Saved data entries

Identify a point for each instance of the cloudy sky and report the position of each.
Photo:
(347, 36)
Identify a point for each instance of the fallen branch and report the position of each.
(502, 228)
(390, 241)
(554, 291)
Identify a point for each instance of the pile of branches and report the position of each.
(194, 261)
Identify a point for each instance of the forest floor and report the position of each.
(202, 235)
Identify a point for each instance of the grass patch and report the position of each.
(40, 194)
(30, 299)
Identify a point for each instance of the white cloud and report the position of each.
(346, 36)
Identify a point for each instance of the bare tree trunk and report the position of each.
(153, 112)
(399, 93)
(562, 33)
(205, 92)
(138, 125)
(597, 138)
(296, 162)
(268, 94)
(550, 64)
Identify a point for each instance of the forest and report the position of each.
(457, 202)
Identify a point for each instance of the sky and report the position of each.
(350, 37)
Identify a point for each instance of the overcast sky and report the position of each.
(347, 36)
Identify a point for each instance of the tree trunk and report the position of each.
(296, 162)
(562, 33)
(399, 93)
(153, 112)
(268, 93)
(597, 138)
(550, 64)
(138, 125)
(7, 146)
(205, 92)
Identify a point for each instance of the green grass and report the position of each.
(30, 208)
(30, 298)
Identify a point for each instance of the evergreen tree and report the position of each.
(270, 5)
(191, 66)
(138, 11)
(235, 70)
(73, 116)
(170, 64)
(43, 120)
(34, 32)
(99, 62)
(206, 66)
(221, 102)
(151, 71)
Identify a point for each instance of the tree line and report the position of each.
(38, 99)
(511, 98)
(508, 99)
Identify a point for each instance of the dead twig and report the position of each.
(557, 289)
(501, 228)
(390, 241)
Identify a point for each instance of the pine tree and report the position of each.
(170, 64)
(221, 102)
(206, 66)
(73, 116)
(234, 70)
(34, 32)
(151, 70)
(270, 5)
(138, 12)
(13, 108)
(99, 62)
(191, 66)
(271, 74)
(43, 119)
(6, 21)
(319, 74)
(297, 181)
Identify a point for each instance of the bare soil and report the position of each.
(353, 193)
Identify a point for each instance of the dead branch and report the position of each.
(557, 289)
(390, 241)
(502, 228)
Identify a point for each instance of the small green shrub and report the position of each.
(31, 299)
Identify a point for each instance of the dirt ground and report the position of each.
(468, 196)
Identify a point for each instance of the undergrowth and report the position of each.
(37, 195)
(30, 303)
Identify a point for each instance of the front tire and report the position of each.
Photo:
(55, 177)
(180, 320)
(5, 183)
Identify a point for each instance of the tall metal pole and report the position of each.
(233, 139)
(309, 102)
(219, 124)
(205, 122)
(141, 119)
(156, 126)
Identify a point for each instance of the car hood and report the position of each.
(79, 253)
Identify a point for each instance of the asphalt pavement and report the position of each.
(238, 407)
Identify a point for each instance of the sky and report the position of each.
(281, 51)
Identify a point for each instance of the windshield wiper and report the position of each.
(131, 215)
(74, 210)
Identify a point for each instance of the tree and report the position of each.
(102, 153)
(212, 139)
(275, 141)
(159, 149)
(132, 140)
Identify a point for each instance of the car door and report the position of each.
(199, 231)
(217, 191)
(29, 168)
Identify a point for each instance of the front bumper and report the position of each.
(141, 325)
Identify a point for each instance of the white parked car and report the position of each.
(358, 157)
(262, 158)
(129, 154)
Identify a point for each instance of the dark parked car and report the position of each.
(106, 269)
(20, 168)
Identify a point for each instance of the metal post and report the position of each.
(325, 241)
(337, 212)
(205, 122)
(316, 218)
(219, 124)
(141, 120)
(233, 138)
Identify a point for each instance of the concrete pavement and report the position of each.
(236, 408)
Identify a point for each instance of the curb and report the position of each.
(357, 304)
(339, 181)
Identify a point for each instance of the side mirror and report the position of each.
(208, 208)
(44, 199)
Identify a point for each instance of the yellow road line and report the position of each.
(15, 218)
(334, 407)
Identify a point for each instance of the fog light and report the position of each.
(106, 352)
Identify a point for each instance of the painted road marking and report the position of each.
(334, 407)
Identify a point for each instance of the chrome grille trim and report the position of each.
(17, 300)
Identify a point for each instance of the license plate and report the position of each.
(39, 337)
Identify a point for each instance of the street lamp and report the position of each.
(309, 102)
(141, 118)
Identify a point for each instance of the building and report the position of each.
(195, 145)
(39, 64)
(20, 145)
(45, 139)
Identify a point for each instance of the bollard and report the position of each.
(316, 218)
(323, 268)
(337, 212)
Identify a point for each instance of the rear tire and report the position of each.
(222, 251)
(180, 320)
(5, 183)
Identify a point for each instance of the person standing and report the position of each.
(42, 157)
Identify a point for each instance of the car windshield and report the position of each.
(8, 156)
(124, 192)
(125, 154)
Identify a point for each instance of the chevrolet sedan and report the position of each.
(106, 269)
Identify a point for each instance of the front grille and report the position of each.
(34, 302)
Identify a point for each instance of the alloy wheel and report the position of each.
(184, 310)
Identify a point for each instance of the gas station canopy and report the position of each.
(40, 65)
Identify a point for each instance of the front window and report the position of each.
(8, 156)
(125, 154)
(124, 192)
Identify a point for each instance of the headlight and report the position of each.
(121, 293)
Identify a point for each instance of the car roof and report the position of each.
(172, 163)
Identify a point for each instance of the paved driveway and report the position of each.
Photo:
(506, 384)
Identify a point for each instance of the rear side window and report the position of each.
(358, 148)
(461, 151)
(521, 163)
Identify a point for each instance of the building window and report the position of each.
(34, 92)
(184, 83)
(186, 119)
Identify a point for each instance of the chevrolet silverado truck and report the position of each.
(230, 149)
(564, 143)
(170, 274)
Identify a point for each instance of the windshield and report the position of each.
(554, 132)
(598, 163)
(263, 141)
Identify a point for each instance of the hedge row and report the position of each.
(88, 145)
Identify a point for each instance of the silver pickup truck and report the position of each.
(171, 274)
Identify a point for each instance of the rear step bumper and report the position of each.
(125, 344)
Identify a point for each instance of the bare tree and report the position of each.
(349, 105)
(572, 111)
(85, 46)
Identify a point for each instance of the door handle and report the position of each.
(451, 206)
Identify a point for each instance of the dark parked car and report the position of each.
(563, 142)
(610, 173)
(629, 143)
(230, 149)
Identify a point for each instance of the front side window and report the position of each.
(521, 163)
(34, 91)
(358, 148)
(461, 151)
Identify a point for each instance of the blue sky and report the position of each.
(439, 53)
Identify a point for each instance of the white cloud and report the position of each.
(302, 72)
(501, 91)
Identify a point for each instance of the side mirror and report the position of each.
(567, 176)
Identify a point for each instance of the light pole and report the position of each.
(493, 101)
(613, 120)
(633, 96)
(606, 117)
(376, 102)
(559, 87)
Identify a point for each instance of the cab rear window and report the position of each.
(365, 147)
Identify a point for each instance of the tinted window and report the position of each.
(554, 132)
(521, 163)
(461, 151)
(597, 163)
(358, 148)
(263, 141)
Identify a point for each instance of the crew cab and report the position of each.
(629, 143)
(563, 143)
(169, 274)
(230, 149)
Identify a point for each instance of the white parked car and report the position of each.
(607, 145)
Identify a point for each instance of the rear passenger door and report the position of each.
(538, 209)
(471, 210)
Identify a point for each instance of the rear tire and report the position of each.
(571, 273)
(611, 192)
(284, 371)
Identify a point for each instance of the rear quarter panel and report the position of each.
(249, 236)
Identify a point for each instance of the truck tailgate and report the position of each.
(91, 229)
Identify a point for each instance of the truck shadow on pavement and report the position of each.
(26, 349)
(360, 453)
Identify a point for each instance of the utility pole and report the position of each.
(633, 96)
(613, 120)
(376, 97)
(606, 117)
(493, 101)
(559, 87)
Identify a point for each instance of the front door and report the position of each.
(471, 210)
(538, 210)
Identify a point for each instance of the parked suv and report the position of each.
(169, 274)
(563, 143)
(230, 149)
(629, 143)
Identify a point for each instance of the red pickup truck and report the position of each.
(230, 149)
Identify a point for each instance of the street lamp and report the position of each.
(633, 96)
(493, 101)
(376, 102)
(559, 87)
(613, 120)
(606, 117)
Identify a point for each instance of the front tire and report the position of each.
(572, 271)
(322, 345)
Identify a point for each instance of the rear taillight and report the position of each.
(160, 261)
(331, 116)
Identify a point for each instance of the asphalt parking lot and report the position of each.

Short exercise.
Quote exactly and only the lines from the one holding "Identify a point for each instance of the parked" through the end of the data.

Task solution.
Identify a point for each instance of the parked suv and report the position of each.
(169, 274)
(563, 143)
(230, 149)
(629, 143)
Identify a point for each instance of the red pickup truck and report the position of each.
(230, 149)
Identify a point for each instance of the street lamp and report the position of each.
(633, 96)
(493, 101)
(376, 102)
(559, 87)
(613, 120)
(606, 117)
Identify a point for each instance of the front tire and report the position of each.
(572, 271)
(322, 345)
Identify a point for each instance of the rear taillight and report the position of each.
(160, 261)
(331, 116)
Identify a point for each instance of the asphalt parking lot and report the position of each.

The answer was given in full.